> **Document text**:
________________
Taco Cowboy (5327) | about a year ago | (#45538329)

Nasdaq is a stock market, just like Wall Street.

No matter if it's a tech company like Google or Microsoft, or if it's a car company like Toyota or GM, or a food related company like Kraft, or a hygienic item company like Colgate - they will have their ups and downs, and some companies such as Kodak will find themselves redundant by the marketplace.

Just because the Nasdaq index is now headed by Google / Amazon does not mean the current company lineup is that much better than the Microsoft / Cisco era.

I am an investor, although I still hold some stocks, I prefer to focus my investment towards the startups - at the very least, the ones that I invest in are in possessions of very exciting ideas and/or

The other reason I prefer to invest my money in the startups because I want to give the young people the chance to prove themselves.

Re:One thing stays the same - speculation (1)

Desler (1608317) | about a year ago | (#45538497)

"Wall Street" is not a stock market. It is a district within which several stock exchanges are located.

2000-2013 comparison (1)

Rotten (8785) | about a year ago | (#45538385)

Economy is in a much better shape now. Top 10 NASDAQ companies are producing tons goods and giving 1000's of jobs to the people.
Thanks god society is eager to buy those "likes" thingies that boost the economy. And what about those "character" things? 1 is not enough, everybody wants 140 of 'em!

Re:2000-2013 comparison (1)

plopez (54068) | about a year ago | (#45538847)
________________
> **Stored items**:
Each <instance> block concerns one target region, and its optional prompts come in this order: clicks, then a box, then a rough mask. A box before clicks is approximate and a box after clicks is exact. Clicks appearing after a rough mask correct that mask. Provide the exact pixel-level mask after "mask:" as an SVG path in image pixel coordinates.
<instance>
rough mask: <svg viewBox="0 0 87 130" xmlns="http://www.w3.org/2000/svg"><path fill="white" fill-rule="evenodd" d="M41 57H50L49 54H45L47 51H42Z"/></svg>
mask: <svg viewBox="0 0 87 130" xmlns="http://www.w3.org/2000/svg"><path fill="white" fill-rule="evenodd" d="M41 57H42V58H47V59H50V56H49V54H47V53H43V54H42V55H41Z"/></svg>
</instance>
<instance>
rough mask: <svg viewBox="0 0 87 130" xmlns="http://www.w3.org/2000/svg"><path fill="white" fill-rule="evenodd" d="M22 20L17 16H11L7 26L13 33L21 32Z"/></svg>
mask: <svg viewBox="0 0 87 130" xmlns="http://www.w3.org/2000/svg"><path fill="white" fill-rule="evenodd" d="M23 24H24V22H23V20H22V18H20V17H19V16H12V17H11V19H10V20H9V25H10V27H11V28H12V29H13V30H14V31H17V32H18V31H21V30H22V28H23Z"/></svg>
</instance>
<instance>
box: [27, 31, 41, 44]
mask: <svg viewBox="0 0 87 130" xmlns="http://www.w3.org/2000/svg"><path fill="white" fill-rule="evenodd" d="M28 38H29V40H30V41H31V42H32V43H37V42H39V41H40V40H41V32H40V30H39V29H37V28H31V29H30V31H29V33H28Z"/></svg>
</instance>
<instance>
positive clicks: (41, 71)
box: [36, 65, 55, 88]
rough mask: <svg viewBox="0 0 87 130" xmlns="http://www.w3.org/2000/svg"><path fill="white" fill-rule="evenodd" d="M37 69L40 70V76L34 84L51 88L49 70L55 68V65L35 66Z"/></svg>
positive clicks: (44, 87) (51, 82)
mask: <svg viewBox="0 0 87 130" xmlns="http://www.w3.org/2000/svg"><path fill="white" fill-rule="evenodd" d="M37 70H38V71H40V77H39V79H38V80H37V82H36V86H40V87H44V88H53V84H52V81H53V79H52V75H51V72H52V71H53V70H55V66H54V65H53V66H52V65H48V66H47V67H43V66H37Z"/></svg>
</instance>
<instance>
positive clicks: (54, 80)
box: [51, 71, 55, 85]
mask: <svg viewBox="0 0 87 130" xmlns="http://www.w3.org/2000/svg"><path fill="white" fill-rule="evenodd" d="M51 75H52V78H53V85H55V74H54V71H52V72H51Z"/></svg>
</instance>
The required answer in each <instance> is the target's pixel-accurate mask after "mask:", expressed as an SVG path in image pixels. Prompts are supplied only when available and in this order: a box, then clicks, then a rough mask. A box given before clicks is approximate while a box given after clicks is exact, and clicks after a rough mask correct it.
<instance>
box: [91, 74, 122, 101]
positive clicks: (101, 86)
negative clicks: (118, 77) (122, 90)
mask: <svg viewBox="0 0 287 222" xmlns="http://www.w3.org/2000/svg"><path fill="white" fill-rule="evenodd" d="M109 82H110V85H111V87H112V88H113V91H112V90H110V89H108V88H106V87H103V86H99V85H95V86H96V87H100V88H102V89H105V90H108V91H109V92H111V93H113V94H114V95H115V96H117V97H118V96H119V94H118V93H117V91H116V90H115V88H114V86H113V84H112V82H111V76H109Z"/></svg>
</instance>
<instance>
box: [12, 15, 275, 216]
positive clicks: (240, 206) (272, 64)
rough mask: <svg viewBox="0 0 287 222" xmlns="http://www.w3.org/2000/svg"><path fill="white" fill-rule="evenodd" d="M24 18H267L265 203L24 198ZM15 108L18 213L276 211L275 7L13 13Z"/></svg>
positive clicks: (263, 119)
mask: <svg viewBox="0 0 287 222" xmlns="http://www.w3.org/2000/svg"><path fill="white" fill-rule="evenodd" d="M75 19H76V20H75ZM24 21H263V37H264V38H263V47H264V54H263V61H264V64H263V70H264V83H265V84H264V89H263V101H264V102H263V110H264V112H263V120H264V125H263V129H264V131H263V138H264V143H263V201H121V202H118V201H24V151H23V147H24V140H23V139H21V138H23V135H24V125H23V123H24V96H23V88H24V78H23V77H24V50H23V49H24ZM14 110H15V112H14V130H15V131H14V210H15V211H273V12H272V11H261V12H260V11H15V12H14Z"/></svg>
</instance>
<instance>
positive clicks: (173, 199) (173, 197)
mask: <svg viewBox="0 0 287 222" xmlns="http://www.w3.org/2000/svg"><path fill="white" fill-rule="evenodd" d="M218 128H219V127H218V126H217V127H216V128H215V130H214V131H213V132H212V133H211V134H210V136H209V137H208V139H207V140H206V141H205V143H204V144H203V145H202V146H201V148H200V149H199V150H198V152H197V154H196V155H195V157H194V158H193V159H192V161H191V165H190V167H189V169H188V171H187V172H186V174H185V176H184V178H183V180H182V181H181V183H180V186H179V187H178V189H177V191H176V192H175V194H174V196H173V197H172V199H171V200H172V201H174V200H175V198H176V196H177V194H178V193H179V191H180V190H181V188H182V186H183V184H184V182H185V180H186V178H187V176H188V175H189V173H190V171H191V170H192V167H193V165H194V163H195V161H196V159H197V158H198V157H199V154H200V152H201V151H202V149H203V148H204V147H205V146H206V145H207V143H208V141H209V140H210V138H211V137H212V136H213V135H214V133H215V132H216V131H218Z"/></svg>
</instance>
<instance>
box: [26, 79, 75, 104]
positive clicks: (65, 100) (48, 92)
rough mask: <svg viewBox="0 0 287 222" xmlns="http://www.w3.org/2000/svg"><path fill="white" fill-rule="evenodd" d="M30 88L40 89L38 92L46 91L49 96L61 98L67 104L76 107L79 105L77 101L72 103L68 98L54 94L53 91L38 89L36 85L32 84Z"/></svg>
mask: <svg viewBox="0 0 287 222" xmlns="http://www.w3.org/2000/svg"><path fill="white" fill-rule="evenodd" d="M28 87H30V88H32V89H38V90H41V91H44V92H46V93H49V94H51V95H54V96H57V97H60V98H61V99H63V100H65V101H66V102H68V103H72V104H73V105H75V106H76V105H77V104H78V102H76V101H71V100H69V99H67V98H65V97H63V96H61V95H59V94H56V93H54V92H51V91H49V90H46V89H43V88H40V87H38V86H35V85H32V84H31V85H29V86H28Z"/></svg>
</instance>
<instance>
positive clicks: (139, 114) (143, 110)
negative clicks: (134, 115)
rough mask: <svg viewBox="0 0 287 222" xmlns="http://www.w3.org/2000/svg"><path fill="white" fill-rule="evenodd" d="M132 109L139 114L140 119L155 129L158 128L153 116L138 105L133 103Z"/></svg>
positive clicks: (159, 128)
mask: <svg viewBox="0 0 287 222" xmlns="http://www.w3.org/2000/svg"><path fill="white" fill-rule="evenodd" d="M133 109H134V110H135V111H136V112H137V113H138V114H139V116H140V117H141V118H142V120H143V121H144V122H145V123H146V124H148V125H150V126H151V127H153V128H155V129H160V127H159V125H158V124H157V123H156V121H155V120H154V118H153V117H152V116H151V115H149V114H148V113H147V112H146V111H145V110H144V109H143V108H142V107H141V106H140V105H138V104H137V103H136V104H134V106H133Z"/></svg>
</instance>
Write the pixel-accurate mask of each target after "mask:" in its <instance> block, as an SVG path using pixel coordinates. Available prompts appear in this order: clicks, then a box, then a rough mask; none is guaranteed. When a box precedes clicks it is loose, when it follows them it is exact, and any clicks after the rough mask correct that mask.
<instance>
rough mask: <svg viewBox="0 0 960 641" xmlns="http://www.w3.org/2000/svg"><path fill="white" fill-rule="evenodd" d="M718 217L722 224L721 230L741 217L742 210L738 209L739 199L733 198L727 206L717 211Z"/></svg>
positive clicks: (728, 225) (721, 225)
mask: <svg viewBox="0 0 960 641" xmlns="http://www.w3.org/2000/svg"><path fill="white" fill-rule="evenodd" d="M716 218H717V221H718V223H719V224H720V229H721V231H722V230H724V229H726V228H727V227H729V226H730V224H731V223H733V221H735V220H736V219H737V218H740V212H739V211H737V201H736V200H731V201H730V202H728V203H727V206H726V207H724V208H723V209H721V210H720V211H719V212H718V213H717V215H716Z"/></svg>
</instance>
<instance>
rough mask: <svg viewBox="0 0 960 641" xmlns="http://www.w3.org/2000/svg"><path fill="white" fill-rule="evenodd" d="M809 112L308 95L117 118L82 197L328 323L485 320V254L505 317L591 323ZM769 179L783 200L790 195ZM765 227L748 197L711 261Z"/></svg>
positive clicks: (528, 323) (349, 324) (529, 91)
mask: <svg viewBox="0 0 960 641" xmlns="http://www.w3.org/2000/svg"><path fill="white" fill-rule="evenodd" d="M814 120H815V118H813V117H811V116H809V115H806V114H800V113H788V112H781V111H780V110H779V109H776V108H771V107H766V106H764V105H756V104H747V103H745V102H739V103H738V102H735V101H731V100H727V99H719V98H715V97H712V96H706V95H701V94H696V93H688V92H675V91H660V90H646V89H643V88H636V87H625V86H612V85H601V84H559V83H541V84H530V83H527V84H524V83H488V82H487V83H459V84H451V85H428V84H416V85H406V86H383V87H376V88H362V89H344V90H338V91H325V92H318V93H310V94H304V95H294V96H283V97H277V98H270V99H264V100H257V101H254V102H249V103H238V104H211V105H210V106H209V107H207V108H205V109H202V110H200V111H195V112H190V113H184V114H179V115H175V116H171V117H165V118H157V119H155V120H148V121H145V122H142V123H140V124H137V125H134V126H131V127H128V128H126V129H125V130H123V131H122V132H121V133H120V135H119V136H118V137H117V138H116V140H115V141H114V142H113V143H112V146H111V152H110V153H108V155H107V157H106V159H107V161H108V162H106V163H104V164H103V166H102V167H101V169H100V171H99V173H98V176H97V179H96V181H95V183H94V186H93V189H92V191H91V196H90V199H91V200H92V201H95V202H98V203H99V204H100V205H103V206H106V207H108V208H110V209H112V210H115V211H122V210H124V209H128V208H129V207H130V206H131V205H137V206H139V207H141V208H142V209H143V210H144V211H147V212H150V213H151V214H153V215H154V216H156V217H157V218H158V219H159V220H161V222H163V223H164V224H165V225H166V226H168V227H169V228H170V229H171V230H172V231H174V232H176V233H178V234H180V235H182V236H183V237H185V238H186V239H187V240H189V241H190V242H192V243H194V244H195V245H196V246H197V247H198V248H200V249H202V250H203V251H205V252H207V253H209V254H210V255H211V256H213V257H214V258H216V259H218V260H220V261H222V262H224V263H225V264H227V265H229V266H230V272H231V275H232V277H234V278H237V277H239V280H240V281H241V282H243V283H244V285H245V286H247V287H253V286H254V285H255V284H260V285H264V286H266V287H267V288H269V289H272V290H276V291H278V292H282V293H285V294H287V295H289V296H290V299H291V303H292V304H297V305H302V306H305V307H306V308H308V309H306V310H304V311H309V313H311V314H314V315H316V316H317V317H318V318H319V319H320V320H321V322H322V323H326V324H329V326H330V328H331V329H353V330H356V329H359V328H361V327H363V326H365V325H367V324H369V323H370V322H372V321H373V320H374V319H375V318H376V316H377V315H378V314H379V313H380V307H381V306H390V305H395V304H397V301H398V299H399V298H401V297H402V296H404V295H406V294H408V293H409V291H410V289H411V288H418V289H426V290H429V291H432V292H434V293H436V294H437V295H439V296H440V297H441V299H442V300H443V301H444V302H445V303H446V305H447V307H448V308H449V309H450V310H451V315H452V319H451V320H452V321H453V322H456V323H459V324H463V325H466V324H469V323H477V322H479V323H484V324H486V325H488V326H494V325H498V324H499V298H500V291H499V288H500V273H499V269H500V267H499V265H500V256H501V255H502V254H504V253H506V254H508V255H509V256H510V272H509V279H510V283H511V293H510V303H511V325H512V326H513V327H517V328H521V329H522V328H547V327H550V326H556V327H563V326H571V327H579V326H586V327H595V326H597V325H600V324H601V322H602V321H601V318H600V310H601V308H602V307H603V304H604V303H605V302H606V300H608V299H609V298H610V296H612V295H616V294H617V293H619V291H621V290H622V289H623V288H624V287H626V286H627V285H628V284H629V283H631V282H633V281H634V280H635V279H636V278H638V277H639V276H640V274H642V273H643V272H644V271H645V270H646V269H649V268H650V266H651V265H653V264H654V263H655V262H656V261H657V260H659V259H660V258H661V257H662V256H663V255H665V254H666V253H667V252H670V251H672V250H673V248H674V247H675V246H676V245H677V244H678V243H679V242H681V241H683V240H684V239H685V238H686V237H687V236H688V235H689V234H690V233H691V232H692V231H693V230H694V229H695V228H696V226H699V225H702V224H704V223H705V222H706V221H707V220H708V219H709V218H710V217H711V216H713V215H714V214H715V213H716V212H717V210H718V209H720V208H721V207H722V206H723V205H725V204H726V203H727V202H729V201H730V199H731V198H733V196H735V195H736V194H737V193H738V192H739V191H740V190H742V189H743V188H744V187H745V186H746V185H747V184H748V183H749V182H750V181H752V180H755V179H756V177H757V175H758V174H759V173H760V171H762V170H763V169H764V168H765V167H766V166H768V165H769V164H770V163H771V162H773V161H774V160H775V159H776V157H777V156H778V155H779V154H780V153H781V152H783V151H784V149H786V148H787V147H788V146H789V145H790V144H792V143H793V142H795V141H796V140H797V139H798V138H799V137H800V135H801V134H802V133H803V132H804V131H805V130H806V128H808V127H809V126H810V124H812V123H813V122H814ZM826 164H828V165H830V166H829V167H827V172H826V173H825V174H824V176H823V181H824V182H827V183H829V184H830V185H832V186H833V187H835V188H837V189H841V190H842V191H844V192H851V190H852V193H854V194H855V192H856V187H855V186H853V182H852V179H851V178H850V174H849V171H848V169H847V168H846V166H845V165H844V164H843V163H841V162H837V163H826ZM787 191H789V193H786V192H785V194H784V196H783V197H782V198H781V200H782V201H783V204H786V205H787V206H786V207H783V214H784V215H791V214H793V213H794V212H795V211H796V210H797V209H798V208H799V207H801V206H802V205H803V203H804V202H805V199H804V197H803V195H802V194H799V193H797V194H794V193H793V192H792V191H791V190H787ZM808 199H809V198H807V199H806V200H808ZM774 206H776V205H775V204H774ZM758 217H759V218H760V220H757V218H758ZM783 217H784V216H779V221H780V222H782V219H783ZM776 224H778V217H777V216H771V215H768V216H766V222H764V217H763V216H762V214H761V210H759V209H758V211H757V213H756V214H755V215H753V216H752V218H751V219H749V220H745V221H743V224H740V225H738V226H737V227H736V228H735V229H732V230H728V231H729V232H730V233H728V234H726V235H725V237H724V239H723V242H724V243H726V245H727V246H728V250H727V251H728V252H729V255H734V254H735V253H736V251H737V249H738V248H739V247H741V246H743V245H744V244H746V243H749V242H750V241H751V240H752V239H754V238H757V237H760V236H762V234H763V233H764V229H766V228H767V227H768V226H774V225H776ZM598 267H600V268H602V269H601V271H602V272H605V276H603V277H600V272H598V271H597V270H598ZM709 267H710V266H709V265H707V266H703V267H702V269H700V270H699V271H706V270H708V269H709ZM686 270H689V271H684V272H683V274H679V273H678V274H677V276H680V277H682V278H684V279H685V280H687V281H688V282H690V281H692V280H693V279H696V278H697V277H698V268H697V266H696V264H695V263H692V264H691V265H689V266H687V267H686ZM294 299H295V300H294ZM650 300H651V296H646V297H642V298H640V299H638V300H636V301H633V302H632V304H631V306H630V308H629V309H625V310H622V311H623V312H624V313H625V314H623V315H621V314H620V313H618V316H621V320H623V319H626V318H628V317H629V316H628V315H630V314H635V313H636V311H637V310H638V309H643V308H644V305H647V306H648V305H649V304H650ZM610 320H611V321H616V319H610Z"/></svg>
________________
> **Activity list**:
1. In one to three sentences, explain why Desler says in the Nasdaq discussion that "Wall Street" is not a stock market.
2. Reproduce the stretch of the Nasdaq discussion from "Economy is in" through "ago | (#45538847)".
Rely on the Nasdaq discussion alone.

> **Numbered answers**:
1. Desler says "Wall Street" is not a stock market because it is a district, and several stock exchanges are located within it.

2.
Economy is in a much better shape now. Top 10 NASDAQ companies are producing tons goods and giving 1000's of jobs to the people.
Thanks god society is eager to buy those "likes" thingies that boost the economy. And what about those "character" things? 1 is not enough, everybody wants 140 of 'em!

Re:2000-2013 comparison (1)

plopez (54068) | about a year ago | (#45538847)